### Problem
Pull out each line in the rows below that contains the string "black". Letter case must match.

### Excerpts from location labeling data
* * * * *
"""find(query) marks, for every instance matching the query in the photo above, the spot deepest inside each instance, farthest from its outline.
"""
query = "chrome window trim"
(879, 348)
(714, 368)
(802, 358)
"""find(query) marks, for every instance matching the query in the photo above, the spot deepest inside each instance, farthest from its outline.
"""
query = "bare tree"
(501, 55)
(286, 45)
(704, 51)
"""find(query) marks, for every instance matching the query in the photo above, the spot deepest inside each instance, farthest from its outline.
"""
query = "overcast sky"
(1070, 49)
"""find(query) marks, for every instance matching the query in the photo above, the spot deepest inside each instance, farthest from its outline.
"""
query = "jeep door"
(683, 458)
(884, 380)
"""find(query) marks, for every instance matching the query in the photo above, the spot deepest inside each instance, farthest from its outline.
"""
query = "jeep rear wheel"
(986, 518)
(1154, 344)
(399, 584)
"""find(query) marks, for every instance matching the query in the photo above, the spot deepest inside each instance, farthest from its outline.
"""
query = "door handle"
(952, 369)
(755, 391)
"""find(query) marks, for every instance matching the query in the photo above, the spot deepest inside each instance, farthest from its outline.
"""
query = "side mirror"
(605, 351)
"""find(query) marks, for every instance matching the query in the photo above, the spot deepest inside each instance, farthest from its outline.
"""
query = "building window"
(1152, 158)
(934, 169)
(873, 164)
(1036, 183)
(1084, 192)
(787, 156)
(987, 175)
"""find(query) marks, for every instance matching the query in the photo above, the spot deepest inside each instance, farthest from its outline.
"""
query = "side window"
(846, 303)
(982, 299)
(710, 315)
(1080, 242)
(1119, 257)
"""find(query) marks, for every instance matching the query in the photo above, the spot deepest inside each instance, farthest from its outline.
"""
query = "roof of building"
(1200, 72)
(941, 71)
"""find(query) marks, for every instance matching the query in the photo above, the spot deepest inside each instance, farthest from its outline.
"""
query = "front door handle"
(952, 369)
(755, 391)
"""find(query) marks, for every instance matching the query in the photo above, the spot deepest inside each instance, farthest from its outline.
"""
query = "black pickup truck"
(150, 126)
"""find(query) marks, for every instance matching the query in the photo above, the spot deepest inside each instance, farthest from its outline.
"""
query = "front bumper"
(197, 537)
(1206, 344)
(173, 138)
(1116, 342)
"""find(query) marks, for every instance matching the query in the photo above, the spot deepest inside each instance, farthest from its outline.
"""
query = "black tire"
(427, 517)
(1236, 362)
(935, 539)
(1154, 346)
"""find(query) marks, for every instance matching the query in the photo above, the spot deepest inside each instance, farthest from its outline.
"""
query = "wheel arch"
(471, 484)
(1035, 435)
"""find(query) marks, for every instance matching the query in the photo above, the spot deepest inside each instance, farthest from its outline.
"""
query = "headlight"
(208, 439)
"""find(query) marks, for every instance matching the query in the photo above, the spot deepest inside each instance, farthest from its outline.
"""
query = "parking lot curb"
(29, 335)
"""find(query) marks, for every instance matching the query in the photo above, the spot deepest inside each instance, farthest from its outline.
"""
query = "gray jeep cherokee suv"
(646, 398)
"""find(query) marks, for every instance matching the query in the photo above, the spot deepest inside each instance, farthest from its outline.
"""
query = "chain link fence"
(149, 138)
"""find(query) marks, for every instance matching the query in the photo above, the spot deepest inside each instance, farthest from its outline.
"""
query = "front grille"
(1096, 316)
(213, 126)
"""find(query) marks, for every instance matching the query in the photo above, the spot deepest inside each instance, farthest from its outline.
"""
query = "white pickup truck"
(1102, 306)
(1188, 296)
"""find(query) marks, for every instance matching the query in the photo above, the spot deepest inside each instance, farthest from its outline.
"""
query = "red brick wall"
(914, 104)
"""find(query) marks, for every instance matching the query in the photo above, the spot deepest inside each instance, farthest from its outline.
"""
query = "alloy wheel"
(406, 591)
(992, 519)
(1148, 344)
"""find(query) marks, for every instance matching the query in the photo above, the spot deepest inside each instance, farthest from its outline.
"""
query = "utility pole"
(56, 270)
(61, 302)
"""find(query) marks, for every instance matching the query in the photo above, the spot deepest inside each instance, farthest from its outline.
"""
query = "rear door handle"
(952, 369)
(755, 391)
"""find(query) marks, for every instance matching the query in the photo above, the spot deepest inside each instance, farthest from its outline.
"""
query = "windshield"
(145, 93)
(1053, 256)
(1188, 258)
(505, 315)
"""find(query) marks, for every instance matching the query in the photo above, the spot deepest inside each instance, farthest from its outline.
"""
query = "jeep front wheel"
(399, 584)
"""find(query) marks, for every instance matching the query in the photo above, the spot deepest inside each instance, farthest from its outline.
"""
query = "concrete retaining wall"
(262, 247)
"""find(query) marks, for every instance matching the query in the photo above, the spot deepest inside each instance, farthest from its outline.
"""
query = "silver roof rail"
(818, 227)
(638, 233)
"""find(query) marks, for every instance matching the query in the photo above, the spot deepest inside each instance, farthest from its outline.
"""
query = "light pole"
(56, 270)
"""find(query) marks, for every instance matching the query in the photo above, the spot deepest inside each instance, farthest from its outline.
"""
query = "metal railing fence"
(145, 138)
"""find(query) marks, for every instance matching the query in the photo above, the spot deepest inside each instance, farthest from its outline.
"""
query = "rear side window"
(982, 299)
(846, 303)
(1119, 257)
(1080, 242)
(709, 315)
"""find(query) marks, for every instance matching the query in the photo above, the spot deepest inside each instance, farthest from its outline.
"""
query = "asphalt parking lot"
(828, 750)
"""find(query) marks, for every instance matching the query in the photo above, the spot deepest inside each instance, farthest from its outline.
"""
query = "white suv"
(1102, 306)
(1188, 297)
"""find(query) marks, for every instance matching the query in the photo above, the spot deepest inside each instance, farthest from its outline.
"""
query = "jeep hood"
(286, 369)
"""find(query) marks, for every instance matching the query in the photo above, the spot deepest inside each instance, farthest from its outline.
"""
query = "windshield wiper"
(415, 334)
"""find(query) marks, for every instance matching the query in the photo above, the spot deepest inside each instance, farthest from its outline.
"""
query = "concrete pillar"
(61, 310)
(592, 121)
* * * * *
### Result
query = "black pickup truck"
query = "black tire"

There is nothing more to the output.